Recopiez uniquement la partie qui s'ouvre au début des lignes et se termine par la ligne contenant « x=507, y=319 », incluse, en substituant « occurrence » à chaque « instance ». Ne modifiez rien d'autre.

[Enregistrements issus d'une collecte de données]
=====
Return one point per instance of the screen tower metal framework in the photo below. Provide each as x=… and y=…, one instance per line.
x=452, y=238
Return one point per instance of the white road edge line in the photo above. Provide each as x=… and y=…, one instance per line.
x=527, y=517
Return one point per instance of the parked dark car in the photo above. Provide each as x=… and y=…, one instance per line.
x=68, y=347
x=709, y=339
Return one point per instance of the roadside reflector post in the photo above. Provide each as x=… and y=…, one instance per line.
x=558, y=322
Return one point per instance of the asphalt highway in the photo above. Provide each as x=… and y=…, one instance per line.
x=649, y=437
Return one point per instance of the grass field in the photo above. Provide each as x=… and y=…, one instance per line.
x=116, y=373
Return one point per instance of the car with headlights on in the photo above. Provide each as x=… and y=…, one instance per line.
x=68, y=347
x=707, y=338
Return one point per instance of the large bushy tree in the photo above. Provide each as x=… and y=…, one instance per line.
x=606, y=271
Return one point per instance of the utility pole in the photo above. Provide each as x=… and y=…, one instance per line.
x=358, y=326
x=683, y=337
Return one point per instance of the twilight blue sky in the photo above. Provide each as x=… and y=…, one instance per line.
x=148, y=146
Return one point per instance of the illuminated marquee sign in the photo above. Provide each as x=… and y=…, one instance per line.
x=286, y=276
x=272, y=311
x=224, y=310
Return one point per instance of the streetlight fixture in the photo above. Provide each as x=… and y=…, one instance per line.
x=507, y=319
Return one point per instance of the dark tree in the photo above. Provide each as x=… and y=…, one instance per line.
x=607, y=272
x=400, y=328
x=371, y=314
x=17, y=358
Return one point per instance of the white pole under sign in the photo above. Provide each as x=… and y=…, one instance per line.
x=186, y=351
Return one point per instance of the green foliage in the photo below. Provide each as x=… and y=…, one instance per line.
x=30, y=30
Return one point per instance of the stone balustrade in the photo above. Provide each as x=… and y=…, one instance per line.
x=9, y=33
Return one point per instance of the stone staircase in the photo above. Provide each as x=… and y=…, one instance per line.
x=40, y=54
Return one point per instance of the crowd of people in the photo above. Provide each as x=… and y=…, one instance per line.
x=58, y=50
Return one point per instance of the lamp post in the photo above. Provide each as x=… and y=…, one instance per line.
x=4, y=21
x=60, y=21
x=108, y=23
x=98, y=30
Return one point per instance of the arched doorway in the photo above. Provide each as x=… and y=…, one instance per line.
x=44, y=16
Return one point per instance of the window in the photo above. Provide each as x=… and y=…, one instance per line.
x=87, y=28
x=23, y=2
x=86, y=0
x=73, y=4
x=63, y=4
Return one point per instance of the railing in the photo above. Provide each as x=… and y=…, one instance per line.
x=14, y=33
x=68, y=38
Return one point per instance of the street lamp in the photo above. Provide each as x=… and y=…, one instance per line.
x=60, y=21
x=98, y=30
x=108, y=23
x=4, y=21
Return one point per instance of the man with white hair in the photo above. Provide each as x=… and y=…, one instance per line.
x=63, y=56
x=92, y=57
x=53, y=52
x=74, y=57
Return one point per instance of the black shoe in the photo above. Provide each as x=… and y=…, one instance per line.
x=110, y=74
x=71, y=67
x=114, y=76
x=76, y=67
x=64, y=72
=====
> _Tâche accomplie_:
Return one point per occurrence of the screen tower metal framework in the photo below. Provide each as x=… and y=…, one occurrence per line.
x=452, y=238
Return one point per occurrence of the white road edge line in the photo above. Provide each as x=… and y=…, one occurrence per line.
x=527, y=517
Return one point per occurrence of the parked dark car in the photo above. Provide each as x=… and y=…, one occurrence per line.
x=68, y=347
x=709, y=339
Return one point per occurrence of the roadside reflector post in the photo above. Provide each as x=… and y=…, one occurrence per line.
x=558, y=322
Return one point per occurrence of the asphalt highway in the photo above. Provide each as x=… and y=…, one occurrence per line.
x=649, y=437
Return one point per occurrence of the grass field in the photo above. Provide each as x=… and y=…, one occurrence per line.
x=116, y=373
Return one point per occurrence of the car with headlights on in the photo above. Provide each as x=… and y=…, one occurrence per line.
x=68, y=347
x=707, y=338
Return one point per occurrence of the large bushy tree in the photo above. Provide each as x=… and y=…, one occurrence per line.
x=606, y=271
Return one point per occurrence of the utility pole in the photo above. Provide each as x=… and y=…, one occurrence per line.
x=358, y=326
x=683, y=337
Return one point per occurrence of the twilight blue sky in the photo above. Provide each as x=… and y=…, one occurrence per line.
x=148, y=146
Return one point per occurrence of the illuminated marquee sign in the photo above. Provide each as x=… and y=…, one occurrence per line.
x=286, y=276
x=272, y=311
x=224, y=310
Return one point per occurrence of the streetlight fixture in the photo above. Provide each as x=… and y=…, one occurrence per line.
x=507, y=319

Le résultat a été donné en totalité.